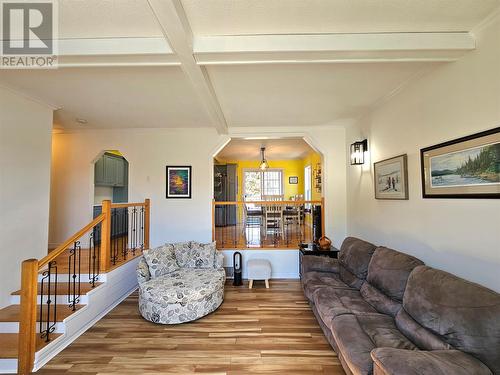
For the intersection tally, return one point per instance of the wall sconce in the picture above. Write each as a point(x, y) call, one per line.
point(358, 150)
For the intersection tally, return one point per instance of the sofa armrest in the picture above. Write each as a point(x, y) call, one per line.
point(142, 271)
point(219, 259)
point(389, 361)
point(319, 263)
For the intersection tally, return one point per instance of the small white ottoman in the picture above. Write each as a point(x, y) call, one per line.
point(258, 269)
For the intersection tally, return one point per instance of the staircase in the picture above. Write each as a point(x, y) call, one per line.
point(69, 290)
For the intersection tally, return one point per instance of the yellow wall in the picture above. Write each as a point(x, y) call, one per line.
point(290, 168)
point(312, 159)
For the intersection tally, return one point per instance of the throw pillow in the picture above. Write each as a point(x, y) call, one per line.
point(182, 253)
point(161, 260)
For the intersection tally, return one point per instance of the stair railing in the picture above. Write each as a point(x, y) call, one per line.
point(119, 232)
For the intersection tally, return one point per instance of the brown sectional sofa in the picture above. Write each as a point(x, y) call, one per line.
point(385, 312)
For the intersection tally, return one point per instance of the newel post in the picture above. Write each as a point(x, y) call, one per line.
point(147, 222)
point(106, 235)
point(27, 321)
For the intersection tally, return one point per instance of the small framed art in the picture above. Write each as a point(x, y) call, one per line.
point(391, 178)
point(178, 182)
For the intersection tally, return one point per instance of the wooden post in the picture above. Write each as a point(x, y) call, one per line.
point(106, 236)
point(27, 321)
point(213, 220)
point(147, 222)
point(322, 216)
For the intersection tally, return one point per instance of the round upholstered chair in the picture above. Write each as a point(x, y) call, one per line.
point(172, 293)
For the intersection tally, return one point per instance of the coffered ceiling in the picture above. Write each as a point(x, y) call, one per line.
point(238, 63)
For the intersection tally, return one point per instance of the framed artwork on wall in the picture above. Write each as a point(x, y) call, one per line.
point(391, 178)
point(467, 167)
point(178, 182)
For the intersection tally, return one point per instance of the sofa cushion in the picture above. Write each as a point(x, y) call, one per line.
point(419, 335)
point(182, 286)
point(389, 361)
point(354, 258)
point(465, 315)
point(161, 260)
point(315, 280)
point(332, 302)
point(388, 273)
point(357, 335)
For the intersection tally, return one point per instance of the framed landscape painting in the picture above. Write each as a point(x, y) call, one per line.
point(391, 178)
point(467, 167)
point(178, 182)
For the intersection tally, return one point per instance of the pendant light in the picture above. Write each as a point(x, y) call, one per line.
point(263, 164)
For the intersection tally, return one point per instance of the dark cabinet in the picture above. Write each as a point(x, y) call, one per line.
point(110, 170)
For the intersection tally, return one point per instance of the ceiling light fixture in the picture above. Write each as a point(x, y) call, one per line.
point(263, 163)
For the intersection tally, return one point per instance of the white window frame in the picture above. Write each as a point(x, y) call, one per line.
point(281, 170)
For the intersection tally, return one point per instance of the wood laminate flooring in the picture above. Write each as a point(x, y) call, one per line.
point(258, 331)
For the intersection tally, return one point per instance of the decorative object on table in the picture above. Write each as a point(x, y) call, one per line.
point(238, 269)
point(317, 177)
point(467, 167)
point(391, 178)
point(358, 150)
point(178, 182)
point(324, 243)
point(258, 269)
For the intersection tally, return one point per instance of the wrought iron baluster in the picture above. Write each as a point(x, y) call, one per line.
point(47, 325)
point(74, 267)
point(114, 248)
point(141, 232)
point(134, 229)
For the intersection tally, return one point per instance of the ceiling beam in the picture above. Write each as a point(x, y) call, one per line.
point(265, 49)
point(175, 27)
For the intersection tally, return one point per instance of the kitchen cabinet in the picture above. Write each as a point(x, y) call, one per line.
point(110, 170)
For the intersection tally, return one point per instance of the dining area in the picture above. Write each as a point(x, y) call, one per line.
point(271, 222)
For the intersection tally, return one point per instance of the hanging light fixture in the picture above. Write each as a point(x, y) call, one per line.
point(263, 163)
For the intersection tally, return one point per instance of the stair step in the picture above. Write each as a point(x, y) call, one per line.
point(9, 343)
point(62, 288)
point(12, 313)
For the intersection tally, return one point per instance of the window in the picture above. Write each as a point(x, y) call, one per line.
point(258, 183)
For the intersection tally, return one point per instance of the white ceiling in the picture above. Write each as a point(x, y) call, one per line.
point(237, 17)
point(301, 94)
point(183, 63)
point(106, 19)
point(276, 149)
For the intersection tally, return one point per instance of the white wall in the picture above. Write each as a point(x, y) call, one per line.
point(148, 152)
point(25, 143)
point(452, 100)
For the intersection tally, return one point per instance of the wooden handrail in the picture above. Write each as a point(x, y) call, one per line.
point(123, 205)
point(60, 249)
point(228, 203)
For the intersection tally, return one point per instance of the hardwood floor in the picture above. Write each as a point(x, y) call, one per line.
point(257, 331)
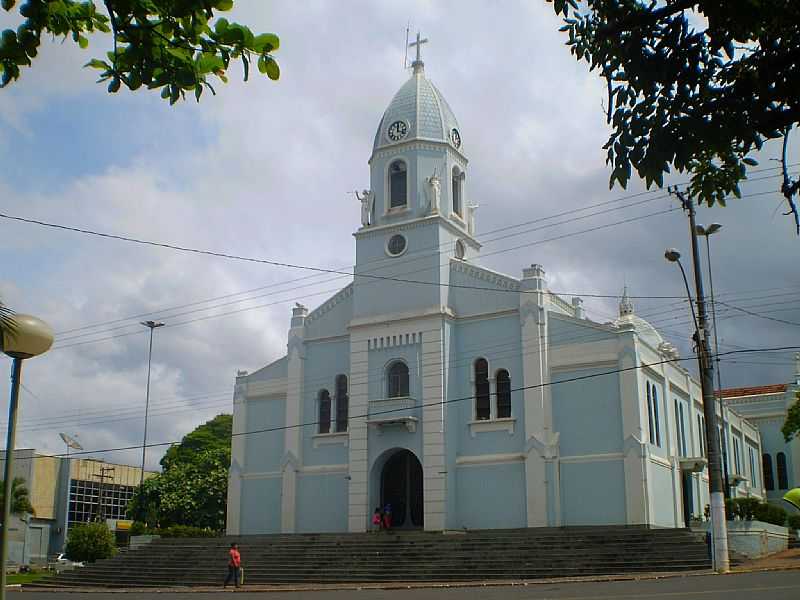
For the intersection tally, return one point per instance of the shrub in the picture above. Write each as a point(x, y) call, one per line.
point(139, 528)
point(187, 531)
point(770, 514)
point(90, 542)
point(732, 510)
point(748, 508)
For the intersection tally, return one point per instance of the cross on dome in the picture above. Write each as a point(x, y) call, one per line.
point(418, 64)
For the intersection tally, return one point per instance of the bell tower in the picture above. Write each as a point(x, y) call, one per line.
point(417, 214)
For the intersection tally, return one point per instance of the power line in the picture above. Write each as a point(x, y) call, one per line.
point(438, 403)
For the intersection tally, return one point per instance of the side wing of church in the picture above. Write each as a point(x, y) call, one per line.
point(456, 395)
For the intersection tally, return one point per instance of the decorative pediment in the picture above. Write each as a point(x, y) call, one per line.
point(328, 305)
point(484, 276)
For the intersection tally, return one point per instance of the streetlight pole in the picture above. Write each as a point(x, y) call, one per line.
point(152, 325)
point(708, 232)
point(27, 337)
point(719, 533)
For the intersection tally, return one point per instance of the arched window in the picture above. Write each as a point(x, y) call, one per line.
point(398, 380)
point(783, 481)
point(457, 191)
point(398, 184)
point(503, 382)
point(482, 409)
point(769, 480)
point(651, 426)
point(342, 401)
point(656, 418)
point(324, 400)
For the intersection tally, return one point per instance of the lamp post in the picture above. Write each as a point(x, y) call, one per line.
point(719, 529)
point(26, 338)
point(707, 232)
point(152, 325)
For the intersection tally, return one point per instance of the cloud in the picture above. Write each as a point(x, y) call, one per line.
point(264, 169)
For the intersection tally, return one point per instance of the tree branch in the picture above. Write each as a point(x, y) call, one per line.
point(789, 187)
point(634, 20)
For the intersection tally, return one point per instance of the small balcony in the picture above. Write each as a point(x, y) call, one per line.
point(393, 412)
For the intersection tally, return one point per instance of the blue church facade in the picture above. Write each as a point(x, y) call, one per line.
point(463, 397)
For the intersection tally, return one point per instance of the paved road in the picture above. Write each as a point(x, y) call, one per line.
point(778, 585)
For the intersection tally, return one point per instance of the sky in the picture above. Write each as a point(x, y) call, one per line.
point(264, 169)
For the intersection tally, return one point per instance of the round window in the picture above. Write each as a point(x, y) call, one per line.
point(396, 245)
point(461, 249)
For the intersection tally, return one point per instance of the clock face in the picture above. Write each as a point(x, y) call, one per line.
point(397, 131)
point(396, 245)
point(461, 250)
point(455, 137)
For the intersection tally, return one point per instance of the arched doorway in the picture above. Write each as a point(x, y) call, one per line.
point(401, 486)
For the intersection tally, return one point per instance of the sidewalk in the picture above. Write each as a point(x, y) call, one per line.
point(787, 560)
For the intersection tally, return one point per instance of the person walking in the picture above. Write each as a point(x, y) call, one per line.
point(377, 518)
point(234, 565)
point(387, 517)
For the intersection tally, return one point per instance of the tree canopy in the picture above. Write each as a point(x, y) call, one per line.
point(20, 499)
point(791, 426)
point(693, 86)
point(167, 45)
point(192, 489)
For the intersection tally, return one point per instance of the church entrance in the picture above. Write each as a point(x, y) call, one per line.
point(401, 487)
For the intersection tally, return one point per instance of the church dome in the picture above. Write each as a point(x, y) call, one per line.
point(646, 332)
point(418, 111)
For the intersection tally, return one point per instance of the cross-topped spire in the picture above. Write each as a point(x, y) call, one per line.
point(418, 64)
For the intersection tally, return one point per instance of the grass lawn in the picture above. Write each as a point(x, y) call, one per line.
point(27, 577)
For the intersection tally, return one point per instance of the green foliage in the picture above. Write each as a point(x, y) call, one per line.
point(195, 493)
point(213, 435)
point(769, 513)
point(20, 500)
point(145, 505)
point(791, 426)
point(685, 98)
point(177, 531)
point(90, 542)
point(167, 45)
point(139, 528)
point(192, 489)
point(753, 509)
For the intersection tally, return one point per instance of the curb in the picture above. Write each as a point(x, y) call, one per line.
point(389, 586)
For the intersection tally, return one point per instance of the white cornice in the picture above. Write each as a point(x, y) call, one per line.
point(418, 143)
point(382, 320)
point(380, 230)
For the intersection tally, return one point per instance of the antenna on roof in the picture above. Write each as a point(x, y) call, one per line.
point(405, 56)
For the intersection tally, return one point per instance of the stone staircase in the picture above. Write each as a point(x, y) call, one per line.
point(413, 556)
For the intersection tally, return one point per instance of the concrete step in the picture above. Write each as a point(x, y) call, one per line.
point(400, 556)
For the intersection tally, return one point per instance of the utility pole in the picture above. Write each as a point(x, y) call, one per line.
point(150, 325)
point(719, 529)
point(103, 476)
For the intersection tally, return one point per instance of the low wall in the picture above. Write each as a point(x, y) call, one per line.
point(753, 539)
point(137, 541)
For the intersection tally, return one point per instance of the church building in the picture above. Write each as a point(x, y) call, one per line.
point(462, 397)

·····

## What to work on
The lines from the one holding "of the stone" to the final line of the entries, both included, are what should be output, exactly and alone.

## Solution for this exercise
For the intersection tally, return one point per instance of the stone staircase in the picture above. Write each as a point(x, y) call, one per line.
point(413, 556)
For the intersection tally, return one point per instance of the concrete step in the picture above. Write each as a point(x, y) call, one per line.
point(400, 556)
For the intersection tally, return one point per instance of the utility pole in the picture above. Write each as a point(x, y) call, one per line.
point(150, 325)
point(719, 529)
point(103, 476)
For the intersection tally, return one point per instance of the low wall in the picture above. Write each as a point(x, y) call, one per line.
point(753, 539)
point(137, 541)
For the intersection tally, return one point per instance of the church building in the picture above. Write each as a point(x, y) call, one per line.
point(462, 397)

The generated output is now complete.